+++ Text to read

Let's process our data so it can be read by TensorFlow.

In [None]:
sequences_per_lang = 1000

# Train data
train = makeDF(os.getcwd(),sequences_per_lang)
train['as_numbers'] = train['string'].apply(lambda x: encoder.transform(list(x)))
train['length'] = train['string'].apply(lambda x: len(x))
train['lang_as_numbers'] = language_encoder.transform(train['language'])

# Test data
test = pd.read_csv('europarl-test.txt', sep='\t', header=None, names=['language', 'string'])
test['string'] = test['string'].apply(lambda x: re.sub(r'[^\u0000-\u0800]', '', x))
test = test[test['string'].apply(len) != 0] # remove empty strings
test['as_numbers'] = test['string'].apply(lambda x: encoder.transform(list(x)))
test['length'] = test['string'].apply(lambda x: len(x))
test['lang_as_numbers'] = language_encoder.transform(test['language'])

# Validation/test split
test_len = len(test)
rand_inds = np.random.choice(test_len,test_len)
val = test.iloc[rand_inds[test_len//2:]]
test = test.iloc[rand_inds[:test_len//2]]

In [167]:
print('Test shape: ', test.shape,'\n', 'Validation Shape: ', val.shape, sep='')

Test shape: (10414, 5)
Validation Shape: (10414, 5)


In [168]:
class PaddedDataIterator():
    def __init__(self, df, maxlen):
        self.df = df
        self.maxlen = maxlen
        self.rm_too_short()

++++++
+++ Data

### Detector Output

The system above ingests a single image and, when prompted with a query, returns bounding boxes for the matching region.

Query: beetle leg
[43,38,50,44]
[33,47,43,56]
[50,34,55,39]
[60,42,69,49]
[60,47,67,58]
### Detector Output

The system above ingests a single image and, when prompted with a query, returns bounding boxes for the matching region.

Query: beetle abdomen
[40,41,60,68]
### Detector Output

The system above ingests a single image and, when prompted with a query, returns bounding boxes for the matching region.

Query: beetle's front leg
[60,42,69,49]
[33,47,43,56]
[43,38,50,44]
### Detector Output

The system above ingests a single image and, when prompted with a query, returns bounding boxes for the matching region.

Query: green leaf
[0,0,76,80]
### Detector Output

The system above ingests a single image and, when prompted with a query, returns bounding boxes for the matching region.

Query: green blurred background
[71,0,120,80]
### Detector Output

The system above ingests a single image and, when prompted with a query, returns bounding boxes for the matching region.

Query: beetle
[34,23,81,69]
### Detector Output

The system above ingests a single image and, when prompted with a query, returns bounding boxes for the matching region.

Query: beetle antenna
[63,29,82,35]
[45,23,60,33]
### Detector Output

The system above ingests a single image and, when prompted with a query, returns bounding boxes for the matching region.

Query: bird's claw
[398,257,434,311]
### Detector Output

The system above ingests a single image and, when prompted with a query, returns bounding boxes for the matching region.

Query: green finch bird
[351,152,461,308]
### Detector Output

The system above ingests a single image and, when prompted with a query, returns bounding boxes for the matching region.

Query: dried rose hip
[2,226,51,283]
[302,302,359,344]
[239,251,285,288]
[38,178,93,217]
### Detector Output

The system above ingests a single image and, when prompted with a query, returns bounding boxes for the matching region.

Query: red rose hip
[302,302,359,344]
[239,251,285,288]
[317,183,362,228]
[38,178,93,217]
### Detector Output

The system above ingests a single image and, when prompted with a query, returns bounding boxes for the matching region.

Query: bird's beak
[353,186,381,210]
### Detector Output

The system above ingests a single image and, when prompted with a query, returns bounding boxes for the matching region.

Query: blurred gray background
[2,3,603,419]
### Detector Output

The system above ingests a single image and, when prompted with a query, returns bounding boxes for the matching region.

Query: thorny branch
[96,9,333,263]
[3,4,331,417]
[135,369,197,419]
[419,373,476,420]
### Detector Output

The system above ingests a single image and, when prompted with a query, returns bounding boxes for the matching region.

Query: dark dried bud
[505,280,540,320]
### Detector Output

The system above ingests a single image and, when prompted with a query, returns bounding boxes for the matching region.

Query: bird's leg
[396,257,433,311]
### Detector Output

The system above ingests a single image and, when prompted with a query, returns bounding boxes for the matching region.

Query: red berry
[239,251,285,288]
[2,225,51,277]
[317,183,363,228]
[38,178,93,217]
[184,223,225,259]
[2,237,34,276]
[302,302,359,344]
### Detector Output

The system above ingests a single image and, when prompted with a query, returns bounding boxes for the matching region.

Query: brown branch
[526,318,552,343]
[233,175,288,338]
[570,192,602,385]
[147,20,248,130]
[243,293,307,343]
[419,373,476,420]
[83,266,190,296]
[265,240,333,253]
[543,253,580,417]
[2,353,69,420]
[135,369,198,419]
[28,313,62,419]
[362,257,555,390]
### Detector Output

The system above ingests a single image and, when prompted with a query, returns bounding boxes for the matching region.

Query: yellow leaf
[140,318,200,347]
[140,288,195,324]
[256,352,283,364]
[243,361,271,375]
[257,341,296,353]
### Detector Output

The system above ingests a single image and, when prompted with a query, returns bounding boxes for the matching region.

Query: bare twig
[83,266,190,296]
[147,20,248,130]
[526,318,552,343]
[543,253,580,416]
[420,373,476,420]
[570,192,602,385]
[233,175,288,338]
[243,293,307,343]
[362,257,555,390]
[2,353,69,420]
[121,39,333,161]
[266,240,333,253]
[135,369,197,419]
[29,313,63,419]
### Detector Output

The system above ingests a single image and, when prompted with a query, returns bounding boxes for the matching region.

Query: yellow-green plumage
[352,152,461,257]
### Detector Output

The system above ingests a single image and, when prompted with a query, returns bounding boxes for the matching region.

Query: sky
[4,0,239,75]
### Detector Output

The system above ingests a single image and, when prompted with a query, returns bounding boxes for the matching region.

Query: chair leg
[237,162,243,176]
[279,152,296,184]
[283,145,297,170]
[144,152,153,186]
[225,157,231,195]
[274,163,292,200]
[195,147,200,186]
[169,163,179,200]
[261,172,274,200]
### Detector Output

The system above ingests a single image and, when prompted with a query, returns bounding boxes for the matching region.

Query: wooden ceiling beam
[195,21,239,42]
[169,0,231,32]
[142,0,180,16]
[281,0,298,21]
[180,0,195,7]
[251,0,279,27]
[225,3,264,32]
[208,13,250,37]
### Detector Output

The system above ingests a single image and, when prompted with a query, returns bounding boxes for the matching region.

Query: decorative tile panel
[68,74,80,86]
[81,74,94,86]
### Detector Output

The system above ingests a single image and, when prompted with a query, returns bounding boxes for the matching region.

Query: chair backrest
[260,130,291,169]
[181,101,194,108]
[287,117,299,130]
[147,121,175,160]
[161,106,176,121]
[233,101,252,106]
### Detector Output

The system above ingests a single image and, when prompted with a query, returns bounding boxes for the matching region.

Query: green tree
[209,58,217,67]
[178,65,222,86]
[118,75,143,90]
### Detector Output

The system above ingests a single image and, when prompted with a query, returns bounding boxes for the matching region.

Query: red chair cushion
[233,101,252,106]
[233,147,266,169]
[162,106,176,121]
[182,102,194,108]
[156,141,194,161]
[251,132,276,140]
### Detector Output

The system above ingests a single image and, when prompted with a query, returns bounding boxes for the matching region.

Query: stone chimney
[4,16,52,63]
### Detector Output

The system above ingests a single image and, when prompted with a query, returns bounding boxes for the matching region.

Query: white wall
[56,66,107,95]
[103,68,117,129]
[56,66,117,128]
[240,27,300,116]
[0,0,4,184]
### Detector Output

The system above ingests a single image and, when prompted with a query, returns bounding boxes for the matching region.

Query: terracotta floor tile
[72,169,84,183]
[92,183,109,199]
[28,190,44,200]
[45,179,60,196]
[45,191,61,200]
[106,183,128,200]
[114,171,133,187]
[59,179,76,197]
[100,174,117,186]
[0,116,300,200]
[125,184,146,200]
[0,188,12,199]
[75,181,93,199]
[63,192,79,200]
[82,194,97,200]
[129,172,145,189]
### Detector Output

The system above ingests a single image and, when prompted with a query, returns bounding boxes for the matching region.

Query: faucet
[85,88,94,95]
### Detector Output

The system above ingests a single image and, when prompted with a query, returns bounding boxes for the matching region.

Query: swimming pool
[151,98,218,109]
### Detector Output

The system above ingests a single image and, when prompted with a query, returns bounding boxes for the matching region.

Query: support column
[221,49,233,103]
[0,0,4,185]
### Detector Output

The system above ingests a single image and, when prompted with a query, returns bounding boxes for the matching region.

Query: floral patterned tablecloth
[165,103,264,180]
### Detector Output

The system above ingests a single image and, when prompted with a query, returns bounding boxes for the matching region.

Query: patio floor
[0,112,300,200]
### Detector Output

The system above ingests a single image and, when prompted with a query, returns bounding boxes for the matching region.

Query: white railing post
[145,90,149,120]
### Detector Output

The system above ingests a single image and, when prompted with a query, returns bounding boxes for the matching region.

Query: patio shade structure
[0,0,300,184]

++++++

Aim: Extend the notebook code above that prepares language data for TensorFlow, starting right after its last line.

Task answer:
        self.size = len(self.df)
        self.epochs = 0
        self.shuffle()
        
    # Remove sequences with fewer items than maxlen
    def rm_too_short(self):
        self.df = self.df.drop(self.df[self.df['length'] < self.maxlen].index).reset_index(drop=True)

    def shuffle(self):
        self.df = self.df.sample(frac=1).reset_index(drop=True)
        self.cursor = 0

    def next_batch(self, n):
        if self.cursor+n > self.size:
            self.epochs += 1
            self.shuffle()
        res = self.df.loc[self.cursor:self.cursor+n-1]
        if len(res) != n:
            print(res)
        self.cursor += n

        # Pad sequences with 0s so they are all the same length
        # maxlen = max(res['length'])
        maxlen = self.maxlen
        x = pad_sequences(res['as_numbers'].values, maxlen, padding='post', truncating='post')

        return x, res['lang_as_numbers'].values, np.array([maxlen]*x.shape[0])

### Model

In [189]:
def reset_graph():
    if 'sess' in globals() and sess:
        sess.close()
    tf.reset_default_graph()
    
def build_graph(
    vocab_size = len(vocab),
    state_size = 64,
    batch_size = 32,
    num_classes = len(languages),
    learning_rate = 1e-3):

    reset_graph()

    # Placeholders
    x = tf.placeholder(tf.int32, shape=[batch_size, None]) # [batch_size, num_steps]
    seqlen = tf.placeholder(tf.int32, shape=[batch_size])
    y = tf.placeholder(tf.int32, shape=[batch_size])
    keep_prob = tf.placeholder(tf.float32,[])

    # Embedding layer
    embeddings = tf.get_variable('embedding_matrix', shape=[vocab_size, state_size])
    rnn_inputs = tf.nn.embedding_lookup(embeddings, x)

    # LSTM
    lstmCell = tf.nn.rnn_cell.LSTMCell(state_size, name='basic_lstm_cell')
    lstmCell = tf.contrib.rnn.DropoutWrapper(cell=lstmCell, output_keep_prob=keep_prob)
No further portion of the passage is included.